[Text under study]

+++++

Édouard Lartet (15 April 1801 – 28 January 1871) was a French geologist and paleontologist, and a pioneer of Paleolithic archaeology. He is also known for coining the prehistoric taxon Amphicyon, making it one of the earliest-described fossil carnivorans in the palaeontological record.

==Biography==

Bust of Edouard Lartet by Louis Rochet (Museum of the Americas) of Auch

Lartet was born near Castelnau-Barbarens, département of Gers, France, where his family had lived for more than five hundred years. He was educated for the law at Auch and Toulouse, but having private means elected to devote himself to science. The then recent work of Georges Cuvier on fossil Mammalia encouraged Lartet in excavations which led in 1834 to his first discovery of fossil remains in the neighborhood of Auch. Additionally, he described a fossil carnivoran that had some anatomical relations to caniforms such as canids, provisionally naming the fossil taxon Amphicyon in 1836, although the name would be adopted as a permanent genus name in later studies by other palaeontologists. For the next decade and a half, he continued to explore the geography and palaeontology of the Pyrenees, uncovering ancestral apes close to the hominid line at Sansan.

In 1860, hearing of the discovery of human bones at a cave at Aurignac, and inspired by the work of William Pengelly, he turned his attention most fruitfully to the cave systems of the Dordogne. His first publication on the subject, The Antiquity of Man in Western Europe (1860), was followed in 1861 by New Researches on the Coexistence of Man and of the Great Fossil Mammifers characteristic of the Last Geological Period. Here he revealed the results of his discoveries in the Aurignac cave, demonstrating the contemporaneous existence of man and extinct mammals. While these first results were met with some incredulity, a fellow geologist helpfully pointed Lartet towards the Vézère valley in the Périgord district, where in 1863 he began to dig backed by the financial and personal help of Henry Christy.

Their conjoint work was immediately to open new horizons, and served to establish a basic stratified typology of Paleolithic man which still holds good today. The important discoveries in the Abri de la Madeleine and Le Moustier provided type-sites for archaic stone-age cultures, which (from the associated fauna) Lartet linked to an early 'mammoth' phase and a late 'reindeer' phase. Lartet and Christy were also able to establish and document the presence of mobiliary art in early stratified layers, further transforming the common and professional perception of early man. Such 'home' art, involving bone patternings and carvings, were associated with both the Aurignacian and the Magdalenean cultures.

+++++

[Information given]
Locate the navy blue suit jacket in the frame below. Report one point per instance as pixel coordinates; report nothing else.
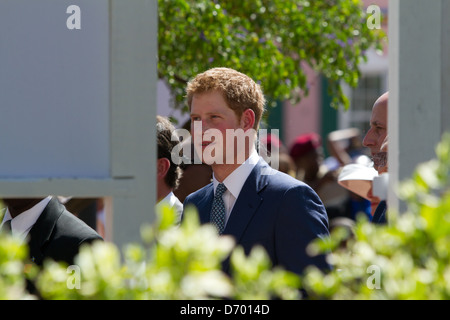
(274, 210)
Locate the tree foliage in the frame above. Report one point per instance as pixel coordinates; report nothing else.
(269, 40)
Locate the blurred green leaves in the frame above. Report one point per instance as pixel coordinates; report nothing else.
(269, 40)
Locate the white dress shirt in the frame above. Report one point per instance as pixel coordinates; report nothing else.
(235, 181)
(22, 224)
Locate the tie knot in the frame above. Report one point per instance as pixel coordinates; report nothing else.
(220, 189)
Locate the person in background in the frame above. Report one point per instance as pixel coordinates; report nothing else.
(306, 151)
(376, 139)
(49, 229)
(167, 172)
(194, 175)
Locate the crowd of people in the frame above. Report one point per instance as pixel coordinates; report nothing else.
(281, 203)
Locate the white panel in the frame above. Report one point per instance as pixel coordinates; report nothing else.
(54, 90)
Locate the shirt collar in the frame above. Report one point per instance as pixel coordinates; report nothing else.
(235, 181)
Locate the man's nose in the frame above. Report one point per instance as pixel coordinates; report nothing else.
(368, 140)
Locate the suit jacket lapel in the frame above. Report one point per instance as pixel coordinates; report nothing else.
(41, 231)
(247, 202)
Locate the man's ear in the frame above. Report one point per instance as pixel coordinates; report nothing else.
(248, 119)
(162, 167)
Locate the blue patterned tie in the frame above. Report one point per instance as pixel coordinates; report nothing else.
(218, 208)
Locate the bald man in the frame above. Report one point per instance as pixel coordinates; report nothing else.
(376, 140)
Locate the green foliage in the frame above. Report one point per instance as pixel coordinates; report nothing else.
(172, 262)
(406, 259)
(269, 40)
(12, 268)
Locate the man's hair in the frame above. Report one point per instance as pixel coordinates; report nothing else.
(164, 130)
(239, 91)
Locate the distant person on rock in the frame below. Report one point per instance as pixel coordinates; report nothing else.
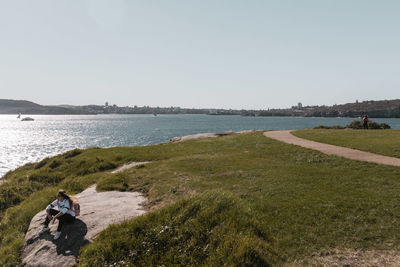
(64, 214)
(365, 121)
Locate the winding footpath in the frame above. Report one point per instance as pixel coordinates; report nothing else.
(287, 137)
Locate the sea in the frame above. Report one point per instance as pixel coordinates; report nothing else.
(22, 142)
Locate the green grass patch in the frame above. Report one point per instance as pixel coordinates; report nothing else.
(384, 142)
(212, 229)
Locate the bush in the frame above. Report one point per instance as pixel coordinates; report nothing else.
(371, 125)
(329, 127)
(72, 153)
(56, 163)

+++++

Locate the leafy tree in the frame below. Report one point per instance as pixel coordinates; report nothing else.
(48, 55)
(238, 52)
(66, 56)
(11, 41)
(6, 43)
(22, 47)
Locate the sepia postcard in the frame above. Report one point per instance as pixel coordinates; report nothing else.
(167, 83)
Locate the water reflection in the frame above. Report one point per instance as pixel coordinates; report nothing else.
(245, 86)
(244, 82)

+++++

[Tasks and exercises]
1 – According to the Lartet biography, in what year did Lartet provisionally name the fossil taxon Amphicyon?
2 – Rewrite the Lartet biography from "In 1860, hearing" to "of Henry Christy.", replacing "incredulity" with "skepticism".
3 – Translate this sentence from the Lartet biography into Spanish: "He was educated for the law at Auch and Toulouse, but having private means elected to devote himself to science."

[Solutions by task]
1 – 1836

2 –
In 1860, hearing of the discovery of human bones at a cave at Aurignac, and inspired by the work of William Pengelly, he turned his attention most fruitfully to the cave systems of the Dordogne. His first publication on the subject, The Antiquity of Man in Western Europe (1860), was followed in 1861 by New Researches on the Coexistence of Man and of the Great Fossil Mammifers characteristic of the Last Geological Period. Here he revealed the results of his discoveries in the Aurignac cave, demonstrating the contemporaneous existence of man and extinct mammals. While these first results were met with some skepticism, a fellow geologist helpfully pointed Lartet towards the Vézère valley in the Périgord district, where in 1863 he began to dig backed by the financial and personal help of Henry Christy.

3 – Se formó en derecho en Auch y Toulouse, pero, al disponer de medios propios, optó por dedicarse a la ciencia.